YOUR INSTRUCTIONS - Render this sentence from the timeline of Clinton's email controversy below into Spanish: "The Washington Post notices a conflict between accounts by Clinton and by the State Department."

PASSAGE PROVIDED -
September 22, 2015: There is a dispute over how the State Department first came to request Clinton’s private emails.

The Washington Post notices a conflict between accounts by Clinton and by the State Department. On September 20, 2015, Clinton claimed, “When we were asked to help the State Department make sure they had everything from other secretaries of state, not just me, I’m the one who said, ‘Okay, great, I will go through them again. And we provided all of them.’”

But, as the Post describes it, State Department officials say “the request was not simply about general record-keeping but was prompted entirely by the discovery that Clinton had exclusively used a private email system. They also said they first contacted her in the summer of 2014, at least three months before the agency [formally] asked Clinton and three of her predecessors to provide their emails.” (The Washington Post, 9/22/2015

When Clinton is asked about this discrepancy, she says, “I don’t know that. I can’t answer that. All I know is that they sent the same letter to everybody. That’s my understanding.” (The Des Moines Register, 9/23/2015)

September 27, 2015: Clinton denies she was trying to hide her email from investigators and the public.

Carrie Johnson (Credit: Doby Photography / NPR)

Carrie Johnson (Credit: Doby Photography / NPR)

Journalist Chuck Todd asks Clinton, “Republicans have been coming after you for years. You might have been running for president in the future. And you wanted to make it a little more difficult for congressional investigators to subpoena your government emails and a little more difficult for Freedom of Information Act [FOIA] requests. Is that it, fair theory or no?”

Clinton replies, “It’s totally ridiculous. That never crossed my mind.”

NPR justice correspondent Carrie Johnson later comments, “[T]here’s a reason she might have decided to answer that way. […] Clinton is talking to two audiences here —voters and investigators. And when it comes to avoiding subpoenas and taking steps to avoid subpoenas, lawyers will tell you there’s an important law Congress passed in 2002 after the Enron scandal. That law makes it a crime to get rid of documents in anticipation of an investigation by the Justice Department or by Congress—a crime called obstruction of justice.” (National Public Radio, 9/30/2015)

September 27, 2015: Clinton apologizes again for making a “mistake” using a private email account and server.

In an interview, Clinton says of the presidential election, “This is a contest, and it’s fair game for people to raise whatever they choose to raise… you know they’re not giving this job away. Of course I take responsibility. It was my choice. It was a mistake back when I did it, and I’m trying to do the best I can to answer all of the questions that people have.” (The Washington Post, 9/27/2015)

September 27, 2015: Clinton claims she did not have any work-related emails regarding the Clinton Foundation while secretary of state.

Clinton on Meet The Press, September 27, 2015. (Credit: NBC)

Clinton on Meet The Press, September 27, 2015. (Credit: NBC)

Clinton is asked by journalist Chuck Todd on Meet The Press about her decision to delete 31,000 emails because they were allegedly personal in nature: “I’m just curious, would anything having to do with the Clinton Foundation, would that have been personal or work?”

AVAILABLE DATA -
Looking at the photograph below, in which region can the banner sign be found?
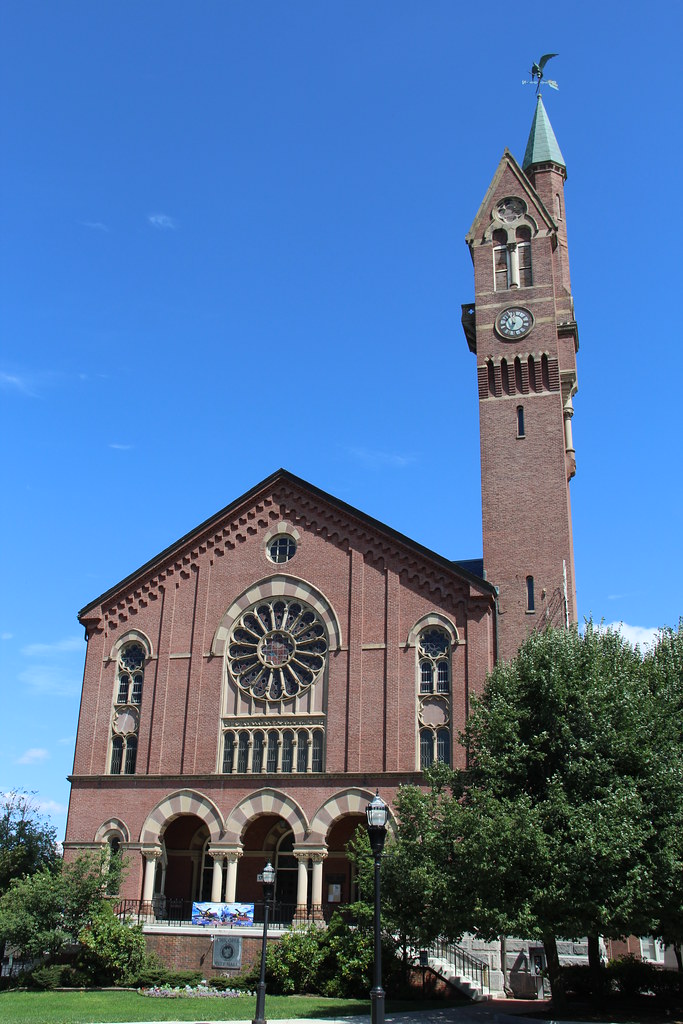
[193,903,254,928]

RESPONSE TO THIS TASK - The Washington Post advierte un conflicto entre las versiones de Clinton y las del Departamento de Estado.